*PROBLEM STATEMENT*
Lay out the lines of the listing below as a JSON list of strings, one string per line, leaving out blank lines. Cover only the lines from the one containing "of the drawer" through the end of the listing, inclusive.

:::::

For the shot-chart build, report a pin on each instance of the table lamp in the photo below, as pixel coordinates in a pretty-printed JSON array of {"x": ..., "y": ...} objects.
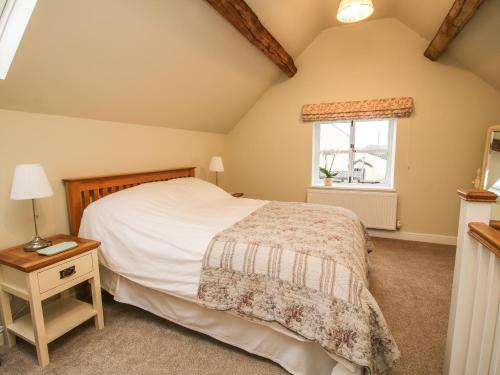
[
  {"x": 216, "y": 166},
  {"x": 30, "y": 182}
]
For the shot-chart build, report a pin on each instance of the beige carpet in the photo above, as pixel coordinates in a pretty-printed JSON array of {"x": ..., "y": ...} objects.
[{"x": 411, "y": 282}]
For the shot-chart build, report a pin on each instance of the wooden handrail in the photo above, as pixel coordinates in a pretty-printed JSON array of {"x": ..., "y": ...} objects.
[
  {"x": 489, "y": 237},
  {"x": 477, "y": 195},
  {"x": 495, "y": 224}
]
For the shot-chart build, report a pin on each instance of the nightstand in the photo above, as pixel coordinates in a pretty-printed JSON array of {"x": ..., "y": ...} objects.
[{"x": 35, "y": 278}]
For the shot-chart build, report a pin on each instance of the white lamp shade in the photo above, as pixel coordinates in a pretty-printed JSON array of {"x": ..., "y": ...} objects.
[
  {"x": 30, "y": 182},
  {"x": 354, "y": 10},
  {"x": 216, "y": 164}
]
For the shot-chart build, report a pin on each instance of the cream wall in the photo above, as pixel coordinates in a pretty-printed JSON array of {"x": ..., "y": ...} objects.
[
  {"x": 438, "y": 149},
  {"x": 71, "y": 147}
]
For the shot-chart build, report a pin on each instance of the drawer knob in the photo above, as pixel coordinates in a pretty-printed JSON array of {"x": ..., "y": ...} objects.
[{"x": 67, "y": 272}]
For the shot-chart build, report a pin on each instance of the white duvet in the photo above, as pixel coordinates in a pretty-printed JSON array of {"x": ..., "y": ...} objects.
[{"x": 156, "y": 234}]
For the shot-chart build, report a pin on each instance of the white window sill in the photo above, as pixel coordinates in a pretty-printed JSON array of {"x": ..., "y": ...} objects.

:::::

*RESPONSE FOR THIS EXERCISE*
[
  "For the shot-chart build, report a pin on each instance of the drawer knob in the photo above, as pixel coordinates in a pretty-printed JSON array of {\"x\": ..., \"y\": ...} objects.",
  "[{\"x\": 67, \"y\": 272}]",
  "For the shot-chart build, report a pin on each instance of the white duvet in the photo above, as pixel coordinates in a pretty-printed JSON array of {\"x\": ..., \"y\": ...} objects.",
  "[{\"x\": 156, \"y\": 234}]",
  "For the shot-chart build, report a pin on each instance of the white window sill in the photo above, as pixel coordinates in a pretty-printed JSON array of {\"x\": ..., \"y\": ...} objects."
]